Start of Exercise data

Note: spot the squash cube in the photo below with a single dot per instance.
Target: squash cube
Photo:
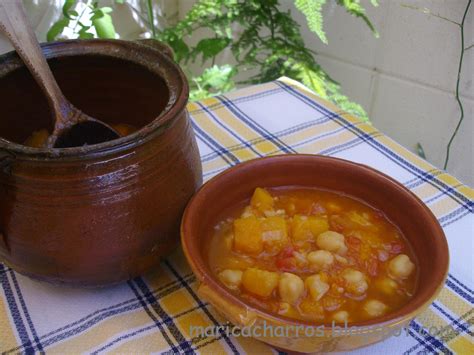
(305, 228)
(248, 235)
(318, 225)
(260, 282)
(261, 200)
(274, 233)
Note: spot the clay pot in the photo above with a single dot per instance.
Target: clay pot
(402, 207)
(97, 214)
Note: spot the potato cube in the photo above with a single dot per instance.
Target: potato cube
(387, 286)
(231, 278)
(318, 225)
(332, 241)
(274, 233)
(260, 282)
(290, 287)
(261, 200)
(313, 310)
(316, 287)
(375, 308)
(300, 230)
(355, 281)
(401, 266)
(248, 235)
(341, 316)
(305, 228)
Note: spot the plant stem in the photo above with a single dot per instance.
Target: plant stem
(151, 17)
(461, 118)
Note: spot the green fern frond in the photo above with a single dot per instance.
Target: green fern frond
(312, 9)
(355, 9)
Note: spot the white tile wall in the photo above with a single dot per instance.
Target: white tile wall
(405, 79)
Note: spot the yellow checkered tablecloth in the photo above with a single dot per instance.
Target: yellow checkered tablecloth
(153, 313)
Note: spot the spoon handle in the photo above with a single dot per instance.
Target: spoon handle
(14, 24)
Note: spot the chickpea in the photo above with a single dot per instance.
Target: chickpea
(290, 287)
(341, 316)
(356, 282)
(332, 241)
(387, 286)
(375, 308)
(231, 278)
(321, 259)
(401, 266)
(316, 287)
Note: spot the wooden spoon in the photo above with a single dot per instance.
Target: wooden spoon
(72, 128)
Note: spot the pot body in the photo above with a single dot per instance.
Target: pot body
(98, 215)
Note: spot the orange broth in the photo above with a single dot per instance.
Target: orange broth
(314, 255)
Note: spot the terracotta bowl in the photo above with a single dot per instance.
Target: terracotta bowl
(103, 213)
(380, 191)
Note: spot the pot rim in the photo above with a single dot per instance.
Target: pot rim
(164, 67)
(200, 267)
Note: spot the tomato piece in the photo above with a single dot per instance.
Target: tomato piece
(372, 266)
(286, 264)
(286, 252)
(395, 248)
(353, 242)
(317, 208)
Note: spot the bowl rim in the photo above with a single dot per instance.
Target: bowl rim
(164, 67)
(199, 269)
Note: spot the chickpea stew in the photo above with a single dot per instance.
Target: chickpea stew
(313, 255)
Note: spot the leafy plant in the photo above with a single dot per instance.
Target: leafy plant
(458, 80)
(91, 16)
(264, 41)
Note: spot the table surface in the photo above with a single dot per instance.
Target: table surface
(153, 313)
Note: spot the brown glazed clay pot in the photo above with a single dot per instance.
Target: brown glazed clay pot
(103, 213)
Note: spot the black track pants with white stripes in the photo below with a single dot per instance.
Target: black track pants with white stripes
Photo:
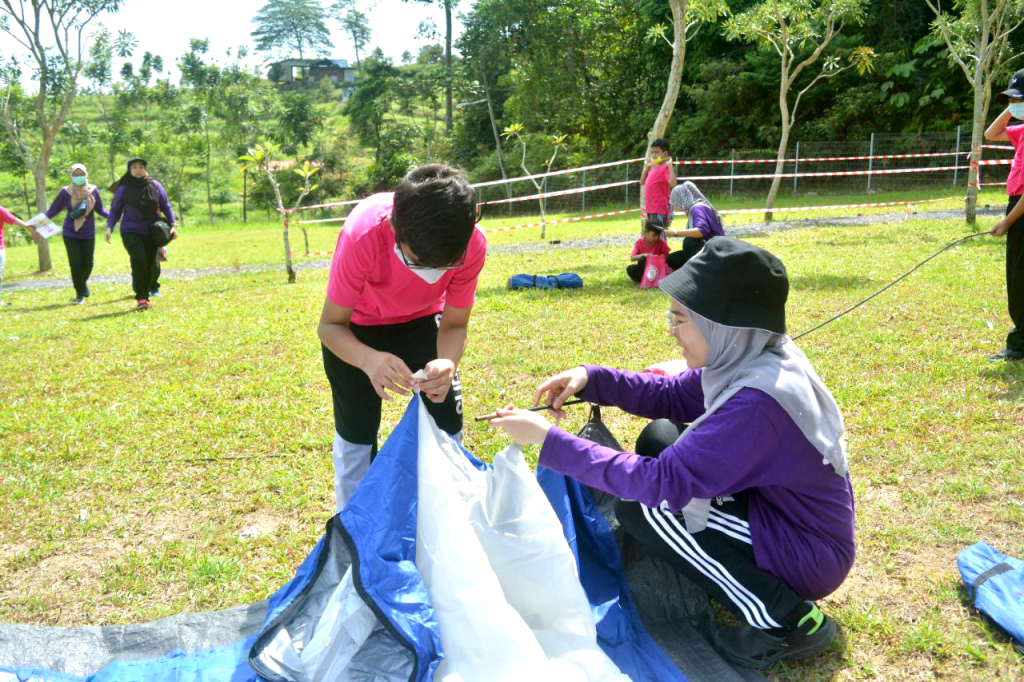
(720, 558)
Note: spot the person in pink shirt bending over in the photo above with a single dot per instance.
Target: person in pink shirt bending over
(7, 218)
(657, 178)
(400, 290)
(1013, 224)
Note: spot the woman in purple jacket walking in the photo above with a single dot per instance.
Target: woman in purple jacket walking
(752, 501)
(81, 201)
(138, 201)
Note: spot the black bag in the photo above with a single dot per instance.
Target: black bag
(79, 210)
(160, 232)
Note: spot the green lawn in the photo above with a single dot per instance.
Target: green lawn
(104, 521)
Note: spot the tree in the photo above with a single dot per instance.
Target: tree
(355, 24)
(515, 131)
(203, 79)
(99, 70)
(791, 28)
(55, 33)
(260, 160)
(978, 42)
(449, 4)
(292, 25)
(686, 22)
(371, 100)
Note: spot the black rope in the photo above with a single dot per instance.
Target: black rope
(902, 276)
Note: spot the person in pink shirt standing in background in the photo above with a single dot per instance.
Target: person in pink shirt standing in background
(7, 218)
(1012, 225)
(657, 178)
(399, 294)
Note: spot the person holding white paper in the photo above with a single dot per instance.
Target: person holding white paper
(7, 218)
(81, 201)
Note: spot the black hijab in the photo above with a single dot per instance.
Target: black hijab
(140, 193)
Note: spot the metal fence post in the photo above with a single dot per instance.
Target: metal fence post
(870, 158)
(627, 184)
(956, 158)
(796, 166)
(732, 170)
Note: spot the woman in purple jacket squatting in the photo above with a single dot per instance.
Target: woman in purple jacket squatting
(753, 500)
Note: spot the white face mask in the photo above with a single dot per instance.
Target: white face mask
(430, 275)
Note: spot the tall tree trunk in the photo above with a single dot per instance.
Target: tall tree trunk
(494, 129)
(209, 200)
(783, 142)
(448, 67)
(25, 194)
(977, 134)
(675, 77)
(39, 173)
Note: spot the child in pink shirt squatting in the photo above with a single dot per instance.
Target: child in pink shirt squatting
(399, 295)
(1012, 225)
(651, 244)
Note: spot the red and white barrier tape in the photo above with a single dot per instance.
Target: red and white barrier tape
(561, 220)
(311, 222)
(695, 162)
(822, 159)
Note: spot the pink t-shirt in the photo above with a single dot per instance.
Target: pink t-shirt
(641, 248)
(6, 217)
(1015, 181)
(367, 274)
(656, 189)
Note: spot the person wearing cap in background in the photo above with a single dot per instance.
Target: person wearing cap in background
(81, 202)
(657, 179)
(399, 294)
(138, 201)
(753, 501)
(1011, 225)
(702, 222)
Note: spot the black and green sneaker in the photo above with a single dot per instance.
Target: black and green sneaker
(750, 647)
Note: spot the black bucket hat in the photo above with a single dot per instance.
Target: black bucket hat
(1016, 89)
(733, 283)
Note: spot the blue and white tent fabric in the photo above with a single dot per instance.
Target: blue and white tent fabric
(440, 567)
(994, 583)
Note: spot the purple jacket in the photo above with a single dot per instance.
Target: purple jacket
(707, 220)
(132, 220)
(801, 513)
(88, 229)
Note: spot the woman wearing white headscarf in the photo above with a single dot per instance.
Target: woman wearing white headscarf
(702, 223)
(81, 201)
(753, 500)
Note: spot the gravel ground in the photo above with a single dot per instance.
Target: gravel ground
(598, 242)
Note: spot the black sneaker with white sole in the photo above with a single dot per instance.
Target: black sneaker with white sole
(1007, 354)
(750, 647)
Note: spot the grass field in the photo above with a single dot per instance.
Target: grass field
(108, 521)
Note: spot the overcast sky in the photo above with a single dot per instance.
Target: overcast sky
(165, 29)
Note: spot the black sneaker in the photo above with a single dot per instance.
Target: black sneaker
(1007, 354)
(750, 647)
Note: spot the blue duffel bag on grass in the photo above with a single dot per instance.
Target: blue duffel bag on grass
(563, 281)
(995, 584)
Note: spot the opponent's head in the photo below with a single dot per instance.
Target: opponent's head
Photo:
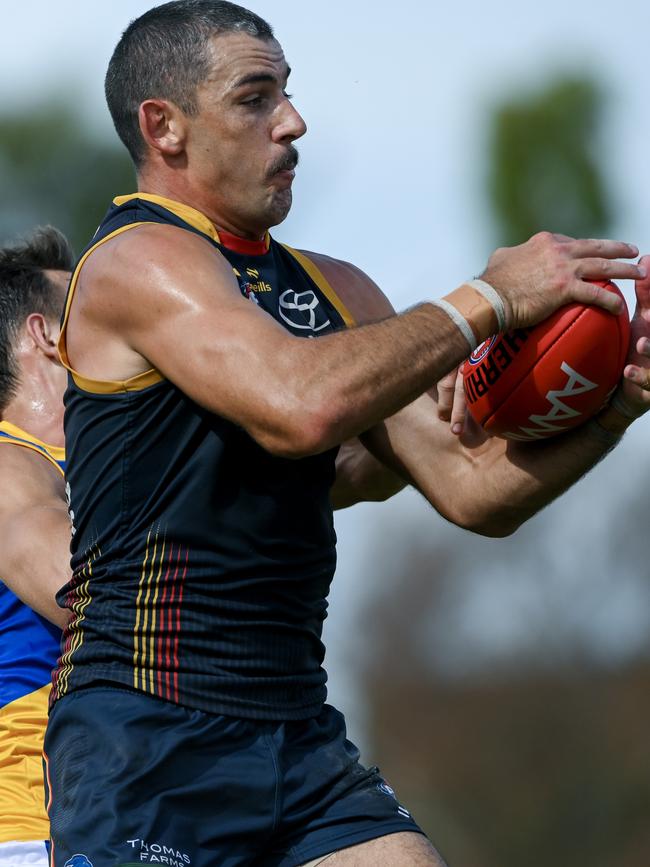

End of Exercise data

● What to do
Pictures aside, reproduce every record exactly as it stands.

● Written answer
Note: spot the squash cube in the photo below with a single dot per instance.
Target: squash cube
Photo:
(305, 228)
(248, 235)
(318, 225)
(260, 282)
(261, 200)
(274, 233)
Note: spot the clay pot in the photo above with a single dot per instance.
Target: clay pot
(402, 207)
(97, 214)
Note: spot the potato cube in the photo above with a single dot per instance.
Target: potato cube
(387, 286)
(231, 278)
(318, 225)
(332, 241)
(274, 233)
(260, 282)
(290, 287)
(261, 200)
(313, 310)
(316, 287)
(375, 308)
(300, 230)
(355, 281)
(401, 266)
(248, 235)
(341, 316)
(305, 228)
Note: spot the plant stem in the photo above with a single dot per instance.
Target: plant stem
(151, 17)
(461, 118)
Note: spot the green fern frond in the photo above with a single dot per instance.
Target: green fern frond
(312, 9)
(355, 9)
Note: spot the white tile wall in the photo above with a single dot per instance.
Target: white tile wall
(405, 79)
Note: spot the yellow checkered tablecloth in the photo above with a single dot per instance.
Target: yellow checkered tablecloth
(153, 313)
Note: spot the spoon handle in the photo above with a single dot per instance.
Target: spoon handle
(14, 24)
Note: spot the chickpea in the photo above with a single dot per instance.
Target: chickpea
(290, 287)
(341, 316)
(356, 282)
(332, 241)
(387, 286)
(375, 308)
(231, 278)
(321, 259)
(401, 266)
(316, 287)
Note: spot the wooden spoon in the photo above with a single dot per instance.
Target: wooden spoon
(72, 128)
Note: spot the pot body in the photo above with a single dot per instance.
Target: pot body
(98, 215)
Note: spot the orange broth in the photo above with a single dot per instance.
Target: orange broth
(314, 255)
Note: spot the terracotta bowl in the photo above with a single dot per instance.
Target: terracotta bowl
(103, 213)
(380, 191)
Note: spot the pot rim in the photo above with a single dot per instance.
Target: pot rim
(164, 67)
(200, 267)
Note: spot the tomato piece in the photo above with a single dot per instance.
Target: tomato piece
(372, 266)
(286, 264)
(286, 252)
(395, 248)
(353, 242)
(317, 208)
Note: spot the bowl rim in the photo above with a single dot per instance.
Target: bowl rim
(164, 67)
(199, 269)
Note: spot the chickpea stew in the photo above with a single dot per instance.
Target: chickpea stew
(313, 255)
Note: spot the leafy plant in the photo above with a single dot per instance.
Target: leafy plant
(458, 80)
(91, 16)
(264, 41)
Note: spot the table surface in the photo above with a single dot per instance.
Target: table surface
(153, 313)
Note: spot the brown glazed clay pot in the photo above with a single dot per instance.
Target: brown glazed clay pot
(103, 213)
Note: spot the black track pants with white stripes in the photo below with a single dot per instance.
Target: black track pants with white stripes
Photo:
(720, 558)
Note: spot the person in pink shirt bending over in the photo above with a single dot per instance.
Target: person in pink shirt bending over
(7, 218)
(657, 178)
(400, 290)
(1013, 224)
Note: spot the woman in purple jacket walking in the photo above with a single dot per instance.
Target: woman in purple jacket walking
(752, 501)
(81, 201)
(138, 201)
Note: spot the black bag in the photo above with a single dot per instance.
Target: black bag
(79, 210)
(160, 232)
Note: spot the green lawn in the photo above with a single dot per instance.
Target: green lawn
(104, 521)
Note: spot the tree in the photo above with a single dot per instance.
Target: tree
(355, 24)
(515, 131)
(203, 79)
(99, 70)
(791, 28)
(55, 33)
(260, 160)
(978, 42)
(449, 4)
(292, 25)
(686, 22)
(371, 100)
Note: spot the black rope in the photo above with a single dot per instance.
Target: black rope
(902, 276)
Note: spot the person in pink shirt standing in background in the photo above with a single dot per instance.
Target: person in pink shirt standing in background
(7, 218)
(1012, 225)
(657, 178)
(399, 294)
Note: spot the person holding white paper in the photo above with a single dot per instance.
Target: person holding white paper
(7, 218)
(81, 201)
Note: spot the black hijab in the photo above with a single dot per instance.
Target: black hijab
(140, 193)
Note: spot the metal fence post in the photo above with a single dot per instance.
Target: metal fence post
(870, 158)
(627, 184)
(956, 158)
(796, 166)
(732, 170)
Note: spot the woman in purple jacket squatting in the photo above with a single dot per instance.
Target: woman in purple jacket squatting
(753, 500)
Note: spot the white face mask in the photo above with a single dot per instance.
Target: white face mask
(430, 275)
Note: spot the tall tree trunk in the photo above with a single dot per instance.
Target: tall tree trunk
(494, 129)
(209, 200)
(783, 142)
(448, 67)
(25, 194)
(977, 134)
(675, 77)
(39, 173)
Note: spot the child in pink shirt squatting in the photo above with a single dot per instance.
Target: child in pink shirt squatting
(399, 295)
(1012, 225)
(651, 244)
Note: spot the red and white barrier tape in the photo above with a single dot per instance.
Target: red and white barrier tape
(561, 220)
(311, 222)
(695, 162)
(822, 159)
Note: spot the pink t-shirt in the photo above with a single dot per instance.
Target: pink t-shirt
(641, 248)
(6, 217)
(1015, 181)
(367, 274)
(656, 189)
Note: spot the person wearing cap in background in the photo above with a single dot per instance.
Target: person wearing cap in background
(81, 202)
(657, 179)
(399, 294)
(138, 201)
(753, 501)
(1011, 225)
(702, 222)
Note: spot the black and green sneaker in the photo above with a single dot per instance.
Target: black and green sneaker
(750, 647)
Note: spot the black bucket hat in the photo above with a single dot per instance.
Target: black bucket hat
(1016, 89)
(733, 283)
Note: spot the blue and white tent fabric in the photo above with a single dot per instance.
Target: blue and white tent fabric
(440, 567)
(994, 583)
Note: spot the purple jacket in the photo above with a single dot per instance.
Target: purple jacket
(707, 220)
(132, 220)
(801, 513)
(88, 229)
Note: spot the woman wearing white headscarf in the photo above with a single dot per instance.
Target: woman wearing white headscarf
(702, 223)
(81, 201)
(753, 500)
Note: spot the gravel ground in the photo above with a single dot per instance.
Target: gravel ground
(598, 242)
Note: spot the black sneaker with white sole in the photo above with a single dot per instance.
Target: black sneaker with white sole
(1007, 354)
(750, 647)
Note: spot the grass field in the photo above with a single dot per instance.
Target: grass field
(108, 521)
Note: spot the overcast sky in the photo above with a single dot per instance.
Target: overcast sky
(165, 29)
Note: spot the black sneaker in the photo above with a single dot per instance.
Target: black sneaker
(1007, 354)
(750, 647)
Note: spot the blue duffel bag on grass in the photo above with a single dot per instance.
Target: blue duffel bag on grass
(563, 281)
(995, 584)
Note: spot the opponent's head in the photo below with a single dot per instance.
Target: opponent's head
Photo:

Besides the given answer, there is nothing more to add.